# Part of a data file

▼

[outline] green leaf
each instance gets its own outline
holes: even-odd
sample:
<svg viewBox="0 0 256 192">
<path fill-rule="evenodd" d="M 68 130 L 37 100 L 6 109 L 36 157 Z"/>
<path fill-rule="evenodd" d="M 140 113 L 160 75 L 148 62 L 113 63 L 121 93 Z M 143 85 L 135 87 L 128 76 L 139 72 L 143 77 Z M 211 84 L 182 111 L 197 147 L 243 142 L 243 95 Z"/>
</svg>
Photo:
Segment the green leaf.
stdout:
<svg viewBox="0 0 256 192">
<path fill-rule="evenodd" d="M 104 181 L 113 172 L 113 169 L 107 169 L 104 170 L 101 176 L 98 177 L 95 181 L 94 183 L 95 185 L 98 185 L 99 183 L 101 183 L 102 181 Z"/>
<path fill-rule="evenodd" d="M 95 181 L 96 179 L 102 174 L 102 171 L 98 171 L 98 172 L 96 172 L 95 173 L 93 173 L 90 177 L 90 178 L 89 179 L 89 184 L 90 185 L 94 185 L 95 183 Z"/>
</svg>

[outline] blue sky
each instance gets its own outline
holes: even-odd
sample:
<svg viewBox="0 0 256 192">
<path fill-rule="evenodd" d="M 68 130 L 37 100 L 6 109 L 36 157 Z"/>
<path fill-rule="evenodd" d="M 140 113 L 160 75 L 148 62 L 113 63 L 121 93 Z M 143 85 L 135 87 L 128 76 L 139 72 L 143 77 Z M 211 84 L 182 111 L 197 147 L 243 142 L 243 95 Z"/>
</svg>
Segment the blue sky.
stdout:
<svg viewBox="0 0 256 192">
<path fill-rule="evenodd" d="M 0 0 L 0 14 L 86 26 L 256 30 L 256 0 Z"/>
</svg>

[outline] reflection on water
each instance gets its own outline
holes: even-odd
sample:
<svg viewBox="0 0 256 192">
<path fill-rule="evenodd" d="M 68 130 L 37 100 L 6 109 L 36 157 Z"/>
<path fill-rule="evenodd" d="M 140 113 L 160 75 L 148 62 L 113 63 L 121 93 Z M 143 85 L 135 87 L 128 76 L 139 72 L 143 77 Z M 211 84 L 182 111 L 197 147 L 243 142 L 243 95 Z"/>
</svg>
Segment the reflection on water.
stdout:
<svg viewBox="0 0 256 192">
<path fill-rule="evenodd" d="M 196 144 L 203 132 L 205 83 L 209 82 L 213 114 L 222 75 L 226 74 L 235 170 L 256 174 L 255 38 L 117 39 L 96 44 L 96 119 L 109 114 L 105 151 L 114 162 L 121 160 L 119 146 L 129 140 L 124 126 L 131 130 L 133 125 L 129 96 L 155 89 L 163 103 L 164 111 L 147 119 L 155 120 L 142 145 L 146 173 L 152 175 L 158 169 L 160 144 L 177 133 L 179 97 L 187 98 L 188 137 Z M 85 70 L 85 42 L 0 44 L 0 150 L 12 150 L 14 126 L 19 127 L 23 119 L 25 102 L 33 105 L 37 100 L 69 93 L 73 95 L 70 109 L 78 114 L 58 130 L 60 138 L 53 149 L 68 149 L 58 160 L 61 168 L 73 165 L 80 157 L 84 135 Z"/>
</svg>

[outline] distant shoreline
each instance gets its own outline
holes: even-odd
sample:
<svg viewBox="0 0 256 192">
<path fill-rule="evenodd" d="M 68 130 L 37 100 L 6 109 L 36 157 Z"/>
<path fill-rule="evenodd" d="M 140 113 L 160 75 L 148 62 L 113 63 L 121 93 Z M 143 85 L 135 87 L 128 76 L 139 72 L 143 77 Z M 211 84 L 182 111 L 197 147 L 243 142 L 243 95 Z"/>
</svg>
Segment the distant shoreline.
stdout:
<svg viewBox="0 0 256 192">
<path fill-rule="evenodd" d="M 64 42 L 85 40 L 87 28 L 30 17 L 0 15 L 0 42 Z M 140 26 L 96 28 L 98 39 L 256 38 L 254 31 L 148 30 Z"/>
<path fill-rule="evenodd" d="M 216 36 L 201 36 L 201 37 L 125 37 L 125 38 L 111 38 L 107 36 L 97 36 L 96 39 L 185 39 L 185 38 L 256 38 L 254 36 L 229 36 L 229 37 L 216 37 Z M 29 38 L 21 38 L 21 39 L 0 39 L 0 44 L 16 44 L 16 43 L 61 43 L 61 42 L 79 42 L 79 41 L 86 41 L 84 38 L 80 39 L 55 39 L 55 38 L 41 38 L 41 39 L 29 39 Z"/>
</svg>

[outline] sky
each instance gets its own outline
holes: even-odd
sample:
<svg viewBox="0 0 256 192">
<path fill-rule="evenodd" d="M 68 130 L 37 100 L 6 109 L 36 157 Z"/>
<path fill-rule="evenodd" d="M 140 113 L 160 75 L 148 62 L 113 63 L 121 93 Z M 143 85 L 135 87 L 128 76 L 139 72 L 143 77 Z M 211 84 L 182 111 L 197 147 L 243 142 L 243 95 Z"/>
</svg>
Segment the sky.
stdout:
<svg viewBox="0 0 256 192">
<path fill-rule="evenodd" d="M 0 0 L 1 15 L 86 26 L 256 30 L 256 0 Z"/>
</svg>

▲

# EXERCISE
Rewrite every line of the records above as a numbered list, and leave out the blank lines.

# TASK RESULT
1. [outline] green leaf
2. each instance gets its own outline
3. holes: even-odd
4. sample:
5. <svg viewBox="0 0 256 192">
6. <path fill-rule="evenodd" d="M 68 130 L 37 100 L 6 109 L 36 157 Z"/>
7. <path fill-rule="evenodd" d="M 140 113 L 160 75 L 148 62 L 113 63 L 121 93 Z M 143 85 L 135 87 L 128 76 L 139 72 L 143 77 Z M 211 84 L 182 111 L 197 147 L 243 142 L 243 95 Z"/>
8. </svg>
9. Photo:
10. Segment the green leaf.
11. stdout:
12. <svg viewBox="0 0 256 192">
13. <path fill-rule="evenodd" d="M 104 181 L 113 172 L 113 169 L 107 169 L 104 170 L 101 176 L 98 177 L 95 181 L 94 183 L 95 185 L 98 185 L 99 183 L 101 183 L 102 181 Z"/>
14. <path fill-rule="evenodd" d="M 95 181 L 96 179 L 102 174 L 102 171 L 98 171 L 98 172 L 96 172 L 95 173 L 93 173 L 90 177 L 90 178 L 89 179 L 89 184 L 90 185 L 94 185 L 95 183 Z"/>
15. </svg>
16. [outline] blue sky
17. each instance gets its own outline
18. holes: even-odd
19. sample:
20. <svg viewBox="0 0 256 192">
21. <path fill-rule="evenodd" d="M 68 130 L 37 100 L 6 109 L 36 157 Z"/>
22. <path fill-rule="evenodd" d="M 140 113 L 160 75 L 148 62 L 113 63 L 121 93 Z M 143 85 L 135 87 L 128 76 L 139 72 L 143 77 Z M 211 84 L 182 111 L 197 147 L 243 142 L 243 95 Z"/>
23. </svg>
24. Segment the blue sky.
25. stdout:
26. <svg viewBox="0 0 256 192">
27. <path fill-rule="evenodd" d="M 0 0 L 0 14 L 86 26 L 256 30 L 256 0 Z"/>
28. </svg>
29. [outline] reflection on water
30. each instance gets its own outline
31. holes: even-odd
32. sample:
33. <svg viewBox="0 0 256 192">
34. <path fill-rule="evenodd" d="M 68 130 L 37 100 L 6 109 L 36 157 Z"/>
35. <path fill-rule="evenodd" d="M 140 113 L 160 75 L 148 62 L 113 63 L 121 93 Z M 143 85 L 135 87 L 128 76 L 139 72 L 143 77 Z M 211 84 L 182 111 L 197 147 L 243 142 L 243 95 Z"/>
36. </svg>
37. Segment the reflection on water.
38. stdout:
39. <svg viewBox="0 0 256 192">
40. <path fill-rule="evenodd" d="M 196 144 L 203 132 L 205 83 L 209 82 L 213 114 L 222 75 L 226 74 L 235 170 L 256 174 L 255 38 L 117 39 L 96 44 L 96 119 L 109 114 L 105 151 L 114 162 L 121 160 L 119 146 L 129 140 L 124 126 L 131 130 L 133 125 L 129 96 L 155 89 L 163 103 L 164 111 L 147 119 L 155 120 L 142 145 L 146 173 L 152 175 L 158 169 L 160 144 L 177 133 L 179 97 L 187 98 L 188 137 Z M 85 70 L 85 42 L 0 44 L 0 150 L 12 150 L 14 126 L 19 127 L 23 119 L 25 102 L 33 105 L 37 100 L 69 93 L 73 95 L 70 109 L 78 114 L 58 130 L 60 138 L 53 149 L 68 149 L 58 160 L 61 168 L 73 165 L 80 157 L 84 135 Z"/>
41. </svg>
42. [outline] distant shoreline
43. each instance gets its own outline
44. holes: even-odd
45. sample:
46. <svg viewBox="0 0 256 192">
47. <path fill-rule="evenodd" d="M 68 130 L 37 100 L 6 109 L 36 157 Z"/>
48. <path fill-rule="evenodd" d="M 140 113 L 160 75 L 148 62 L 113 63 L 121 93 Z M 143 85 L 135 87 L 128 76 L 139 72 L 143 77 Z M 211 84 L 182 111 L 197 147 L 243 142 L 243 95 Z"/>
49. </svg>
50. Segment the distant shoreline.
51. stdout:
52. <svg viewBox="0 0 256 192">
53. <path fill-rule="evenodd" d="M 64 42 L 85 40 L 87 28 L 30 17 L 0 15 L 0 42 Z M 140 26 L 96 28 L 98 39 L 256 38 L 254 31 L 148 30 Z"/>
54. <path fill-rule="evenodd" d="M 216 36 L 201 36 L 201 37 L 125 37 L 125 38 L 111 38 L 107 36 L 97 36 L 96 39 L 185 39 L 185 38 L 256 38 L 254 36 L 229 36 L 229 37 L 216 37 Z M 29 38 L 21 38 L 21 39 L 0 39 L 0 44 L 16 44 L 16 43 L 61 43 L 61 42 L 79 42 L 79 41 L 86 41 L 84 38 L 80 39 L 55 39 L 55 38 L 41 38 L 41 39 L 29 39 Z"/>
55. </svg>
56. [outline] sky
57. each instance gets its own outline
58. holes: even-odd
59. sample:
60. <svg viewBox="0 0 256 192">
61. <path fill-rule="evenodd" d="M 68 130 L 37 100 L 6 109 L 36 157 Z"/>
62. <path fill-rule="evenodd" d="M 140 113 L 160 75 L 148 62 L 113 63 L 121 93 Z M 143 85 L 135 87 L 128 76 L 139 72 L 143 77 Z M 211 84 L 182 111 L 197 147 L 243 142 L 243 95 Z"/>
63. </svg>
64. Segment the sky.
65. stdout:
66. <svg viewBox="0 0 256 192">
67. <path fill-rule="evenodd" d="M 0 0 L 1 15 L 86 26 L 256 30 L 256 0 Z"/>
68. </svg>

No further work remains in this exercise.